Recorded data
===============
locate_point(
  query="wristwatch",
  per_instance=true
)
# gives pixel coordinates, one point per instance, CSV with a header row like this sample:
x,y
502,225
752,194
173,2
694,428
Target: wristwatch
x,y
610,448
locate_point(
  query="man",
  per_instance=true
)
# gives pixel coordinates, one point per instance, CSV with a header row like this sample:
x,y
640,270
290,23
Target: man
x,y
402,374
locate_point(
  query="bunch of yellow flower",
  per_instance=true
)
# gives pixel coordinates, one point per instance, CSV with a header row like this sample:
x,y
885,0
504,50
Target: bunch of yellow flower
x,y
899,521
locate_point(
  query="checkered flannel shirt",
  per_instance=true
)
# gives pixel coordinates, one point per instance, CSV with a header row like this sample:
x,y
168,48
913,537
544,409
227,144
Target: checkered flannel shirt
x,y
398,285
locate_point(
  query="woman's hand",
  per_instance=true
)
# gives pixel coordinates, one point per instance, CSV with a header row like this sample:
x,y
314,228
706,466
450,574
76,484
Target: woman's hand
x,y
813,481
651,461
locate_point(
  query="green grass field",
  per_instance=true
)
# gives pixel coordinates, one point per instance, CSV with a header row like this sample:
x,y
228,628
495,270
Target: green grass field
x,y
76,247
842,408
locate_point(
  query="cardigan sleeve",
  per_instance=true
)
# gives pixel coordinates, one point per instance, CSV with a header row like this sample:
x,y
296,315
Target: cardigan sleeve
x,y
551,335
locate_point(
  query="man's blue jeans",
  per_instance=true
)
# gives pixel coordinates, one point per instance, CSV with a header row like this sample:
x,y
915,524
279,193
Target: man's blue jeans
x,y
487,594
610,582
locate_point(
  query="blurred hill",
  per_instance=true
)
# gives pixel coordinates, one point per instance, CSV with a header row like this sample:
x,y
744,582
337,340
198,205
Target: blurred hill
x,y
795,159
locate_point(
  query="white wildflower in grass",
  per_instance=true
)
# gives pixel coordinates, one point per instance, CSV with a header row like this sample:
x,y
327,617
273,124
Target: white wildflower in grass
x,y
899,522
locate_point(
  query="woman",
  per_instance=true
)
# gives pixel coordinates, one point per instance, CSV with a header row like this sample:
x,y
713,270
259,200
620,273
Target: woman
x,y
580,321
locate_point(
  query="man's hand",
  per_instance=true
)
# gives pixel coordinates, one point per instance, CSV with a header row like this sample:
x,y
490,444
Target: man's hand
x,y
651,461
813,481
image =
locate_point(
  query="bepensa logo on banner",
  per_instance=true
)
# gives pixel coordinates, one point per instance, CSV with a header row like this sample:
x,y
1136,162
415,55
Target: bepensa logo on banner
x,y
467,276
===============
> _THE PROBLEM_
Reproduce the entire listing word for word.

> _IN RESPONSE_
locate_point(
  query="wristwatch",
  per_instance=true
)
# gives pixel coordinates, one point per instance, CSV with a header row like this sample:
x,y
502,225
752,194
173,2
694,428
Target: wristwatch
x,y
610,448
locate_point(
  query="man",
  per_instance=true
)
# gives pixel coordinates, one point per instance, CSV with a header row like this sample:
x,y
640,270
290,23
Target: man
x,y
402,374
locate_point(
  query="bunch of yellow flower",
  per_instance=true
)
# gives pixel coordinates, one point per instance, CSV with a header row like this sample:
x,y
885,0
504,50
Target: bunch of yellow flower
x,y
899,521
locate_point(
  query="checkered flannel shirt",
  per_instance=true
)
# gives pixel coordinates, one point per instance, CSV with a header row like this sample:
x,y
168,48
913,537
544,409
227,144
Target: checkered flannel shirt
x,y
398,285
locate_point(
  query="woman's hand",
  per_instance=true
)
# gives pixel coordinates, one point per instance, CSV with a header row like this sample:
x,y
314,228
706,466
450,574
76,484
Target: woman's hand
x,y
813,481
651,461
locate_point(
  query="green grass field",
  per_instance=true
)
# gives pixel coordinates, one point per instance, CSV with a header row like this sample:
x,y
228,628
495,270
Target: green grass field
x,y
76,247
842,408
locate_point(
  query="cardigan sleeve",
  per_instance=true
)
# gives pixel coordinates, one point per instance, CSV with a header row like this sample:
x,y
296,315
Target: cardigan sleeve
x,y
551,335
locate_point(
  query="man's blue jeans",
  per_instance=true
)
# gives pixel coordinates, one point per instance, CSV with a header row like this sample:
x,y
915,524
279,193
Target: man's blue jeans
x,y
487,594
610,582
locate_point(
  query="blurred hill",
  per_instance=true
)
# gives pixel coordinates, one point per instance, CSV with a header row like this sample:
x,y
744,582
337,340
198,205
Target: blurred hill
x,y
795,159
locate_point(
  query="white wildflower in grass",
  per_instance=true
)
# gives pixel coordinates, one point per instance, CSV with a header row like this sample:
x,y
327,617
273,124
Target: white wildflower in grass
x,y
899,522
locate_point(
  query="woman",
  per_instance=true
)
# gives pixel coordinates, one point per instance, CSV with a header row like this sample:
x,y
713,270
259,200
620,273
Target: woman
x,y
580,321
locate_point(
  query="man's hand",
  per_instance=true
)
# gives pixel coordinates, one point per instance, CSV with a header row like this sample:
x,y
490,444
Target: man's hand
x,y
651,461
813,481
image =
locate_point(
  query="bepensa logo on banner",
  per_instance=true
)
# gives pixel coordinates, one point per instance, CSV with a header row like this sample:
x,y
1136,162
415,55
Target: bepensa logo on banner
x,y
467,276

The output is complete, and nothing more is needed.